## DIRECTION
Show every line below that contains the string "wooden", copying each such line in full.

## MATERIAL FOR THIS EXERCISE
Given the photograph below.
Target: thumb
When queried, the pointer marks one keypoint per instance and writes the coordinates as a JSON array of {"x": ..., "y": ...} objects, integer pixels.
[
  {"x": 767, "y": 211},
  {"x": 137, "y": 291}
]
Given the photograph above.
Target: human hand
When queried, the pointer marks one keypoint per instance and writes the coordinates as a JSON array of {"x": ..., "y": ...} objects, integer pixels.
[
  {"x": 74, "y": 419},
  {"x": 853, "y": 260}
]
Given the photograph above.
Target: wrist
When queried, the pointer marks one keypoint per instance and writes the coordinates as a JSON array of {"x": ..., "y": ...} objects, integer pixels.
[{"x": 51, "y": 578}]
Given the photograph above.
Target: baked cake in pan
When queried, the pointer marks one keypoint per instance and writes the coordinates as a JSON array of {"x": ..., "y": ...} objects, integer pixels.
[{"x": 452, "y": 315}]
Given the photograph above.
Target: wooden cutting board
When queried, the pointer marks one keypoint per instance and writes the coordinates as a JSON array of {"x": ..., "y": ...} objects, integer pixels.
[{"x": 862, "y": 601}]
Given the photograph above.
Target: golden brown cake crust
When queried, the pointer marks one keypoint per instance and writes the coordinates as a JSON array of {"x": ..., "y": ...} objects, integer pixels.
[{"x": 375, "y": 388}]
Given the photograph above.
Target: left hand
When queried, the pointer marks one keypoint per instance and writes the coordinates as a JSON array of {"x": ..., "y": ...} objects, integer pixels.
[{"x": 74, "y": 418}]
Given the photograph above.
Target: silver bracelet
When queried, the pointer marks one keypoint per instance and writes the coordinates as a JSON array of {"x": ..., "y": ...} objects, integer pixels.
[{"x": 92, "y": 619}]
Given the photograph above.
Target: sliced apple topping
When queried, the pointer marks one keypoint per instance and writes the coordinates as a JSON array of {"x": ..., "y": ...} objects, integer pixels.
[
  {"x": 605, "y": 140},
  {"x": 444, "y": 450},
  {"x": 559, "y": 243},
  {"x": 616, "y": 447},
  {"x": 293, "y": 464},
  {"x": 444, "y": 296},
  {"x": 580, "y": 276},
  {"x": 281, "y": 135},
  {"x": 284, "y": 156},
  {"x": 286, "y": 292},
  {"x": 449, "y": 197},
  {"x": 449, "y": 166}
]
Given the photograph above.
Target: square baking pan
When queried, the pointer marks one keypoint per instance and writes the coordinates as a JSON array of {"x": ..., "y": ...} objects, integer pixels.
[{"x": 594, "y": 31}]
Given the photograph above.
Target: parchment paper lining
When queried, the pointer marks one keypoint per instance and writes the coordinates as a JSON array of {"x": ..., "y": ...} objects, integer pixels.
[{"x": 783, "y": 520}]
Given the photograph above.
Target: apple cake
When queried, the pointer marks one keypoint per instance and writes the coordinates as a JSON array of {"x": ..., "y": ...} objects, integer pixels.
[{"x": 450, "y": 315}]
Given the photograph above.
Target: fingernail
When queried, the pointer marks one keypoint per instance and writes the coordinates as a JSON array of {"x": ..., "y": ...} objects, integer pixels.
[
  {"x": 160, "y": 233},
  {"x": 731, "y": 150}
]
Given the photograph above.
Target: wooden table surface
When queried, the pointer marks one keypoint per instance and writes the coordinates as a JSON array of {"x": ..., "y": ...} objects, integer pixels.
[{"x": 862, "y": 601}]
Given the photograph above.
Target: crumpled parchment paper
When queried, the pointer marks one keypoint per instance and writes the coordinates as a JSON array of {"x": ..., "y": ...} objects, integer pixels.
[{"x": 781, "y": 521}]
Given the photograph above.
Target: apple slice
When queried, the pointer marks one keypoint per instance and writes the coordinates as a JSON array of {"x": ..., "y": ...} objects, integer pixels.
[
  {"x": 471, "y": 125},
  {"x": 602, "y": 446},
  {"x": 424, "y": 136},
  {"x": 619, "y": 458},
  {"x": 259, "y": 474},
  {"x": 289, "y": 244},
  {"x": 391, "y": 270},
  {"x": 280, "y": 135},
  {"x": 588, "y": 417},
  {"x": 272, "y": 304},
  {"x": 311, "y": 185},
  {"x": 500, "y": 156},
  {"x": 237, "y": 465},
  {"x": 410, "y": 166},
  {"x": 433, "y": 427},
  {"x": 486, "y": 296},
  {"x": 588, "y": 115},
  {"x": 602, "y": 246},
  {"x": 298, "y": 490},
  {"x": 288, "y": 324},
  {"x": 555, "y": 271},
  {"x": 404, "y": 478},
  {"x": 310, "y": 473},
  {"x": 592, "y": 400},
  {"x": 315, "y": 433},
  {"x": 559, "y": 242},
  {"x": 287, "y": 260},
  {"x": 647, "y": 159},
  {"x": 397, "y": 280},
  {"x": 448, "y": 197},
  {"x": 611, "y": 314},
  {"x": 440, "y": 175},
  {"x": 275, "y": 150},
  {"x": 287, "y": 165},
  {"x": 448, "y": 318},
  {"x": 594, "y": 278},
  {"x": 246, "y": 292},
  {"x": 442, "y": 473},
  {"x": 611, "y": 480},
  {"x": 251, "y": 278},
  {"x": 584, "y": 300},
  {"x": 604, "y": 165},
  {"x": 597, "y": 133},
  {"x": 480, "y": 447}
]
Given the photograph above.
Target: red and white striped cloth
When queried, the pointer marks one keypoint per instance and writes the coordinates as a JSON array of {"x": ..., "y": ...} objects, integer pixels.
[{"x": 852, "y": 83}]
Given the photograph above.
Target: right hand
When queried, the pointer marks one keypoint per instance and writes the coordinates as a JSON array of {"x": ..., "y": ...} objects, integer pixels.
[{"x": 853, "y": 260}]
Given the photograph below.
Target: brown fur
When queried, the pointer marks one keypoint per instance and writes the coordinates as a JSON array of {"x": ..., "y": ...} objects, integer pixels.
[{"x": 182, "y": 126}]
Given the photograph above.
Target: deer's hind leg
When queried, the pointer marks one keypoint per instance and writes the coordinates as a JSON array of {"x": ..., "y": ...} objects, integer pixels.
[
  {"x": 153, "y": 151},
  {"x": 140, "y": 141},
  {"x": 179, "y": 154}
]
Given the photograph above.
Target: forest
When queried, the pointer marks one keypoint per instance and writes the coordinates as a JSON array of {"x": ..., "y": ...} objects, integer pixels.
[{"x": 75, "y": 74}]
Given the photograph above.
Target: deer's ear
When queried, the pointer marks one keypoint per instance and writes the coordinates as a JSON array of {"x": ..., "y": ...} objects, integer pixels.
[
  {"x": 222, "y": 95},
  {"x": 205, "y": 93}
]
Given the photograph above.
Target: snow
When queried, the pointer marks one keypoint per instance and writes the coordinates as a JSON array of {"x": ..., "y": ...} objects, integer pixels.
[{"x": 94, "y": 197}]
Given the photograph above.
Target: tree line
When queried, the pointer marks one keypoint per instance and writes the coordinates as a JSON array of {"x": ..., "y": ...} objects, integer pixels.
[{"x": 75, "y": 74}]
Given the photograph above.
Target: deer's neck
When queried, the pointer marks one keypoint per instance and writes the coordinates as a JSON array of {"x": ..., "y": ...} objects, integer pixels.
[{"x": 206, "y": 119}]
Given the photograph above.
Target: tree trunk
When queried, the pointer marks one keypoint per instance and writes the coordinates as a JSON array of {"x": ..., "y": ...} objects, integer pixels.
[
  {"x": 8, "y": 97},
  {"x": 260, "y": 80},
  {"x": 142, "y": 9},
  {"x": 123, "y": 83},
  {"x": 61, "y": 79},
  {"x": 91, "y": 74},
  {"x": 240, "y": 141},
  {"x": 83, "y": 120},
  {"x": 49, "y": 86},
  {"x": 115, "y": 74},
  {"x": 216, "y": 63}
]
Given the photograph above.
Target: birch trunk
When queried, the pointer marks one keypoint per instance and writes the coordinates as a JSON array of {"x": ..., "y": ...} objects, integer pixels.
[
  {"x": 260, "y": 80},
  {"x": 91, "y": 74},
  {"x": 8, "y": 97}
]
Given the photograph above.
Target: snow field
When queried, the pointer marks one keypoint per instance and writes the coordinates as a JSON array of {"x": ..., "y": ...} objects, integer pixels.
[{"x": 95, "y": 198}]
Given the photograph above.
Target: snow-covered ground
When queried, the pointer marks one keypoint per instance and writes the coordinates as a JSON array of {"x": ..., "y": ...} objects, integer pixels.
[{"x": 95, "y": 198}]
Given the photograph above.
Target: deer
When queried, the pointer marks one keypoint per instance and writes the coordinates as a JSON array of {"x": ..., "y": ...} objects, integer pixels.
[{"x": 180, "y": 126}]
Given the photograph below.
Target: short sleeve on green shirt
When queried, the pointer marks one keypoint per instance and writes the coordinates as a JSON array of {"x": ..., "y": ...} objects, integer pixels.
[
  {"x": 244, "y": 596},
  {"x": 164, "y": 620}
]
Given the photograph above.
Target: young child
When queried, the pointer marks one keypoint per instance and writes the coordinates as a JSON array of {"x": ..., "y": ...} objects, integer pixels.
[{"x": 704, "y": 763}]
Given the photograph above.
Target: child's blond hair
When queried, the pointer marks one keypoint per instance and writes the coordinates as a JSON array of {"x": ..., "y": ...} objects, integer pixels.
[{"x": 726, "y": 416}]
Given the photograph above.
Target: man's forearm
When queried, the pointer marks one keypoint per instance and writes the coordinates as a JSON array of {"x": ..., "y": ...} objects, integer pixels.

## EXERCISE RESPONSE
Target: wooden cutting board
Target: wooden table surface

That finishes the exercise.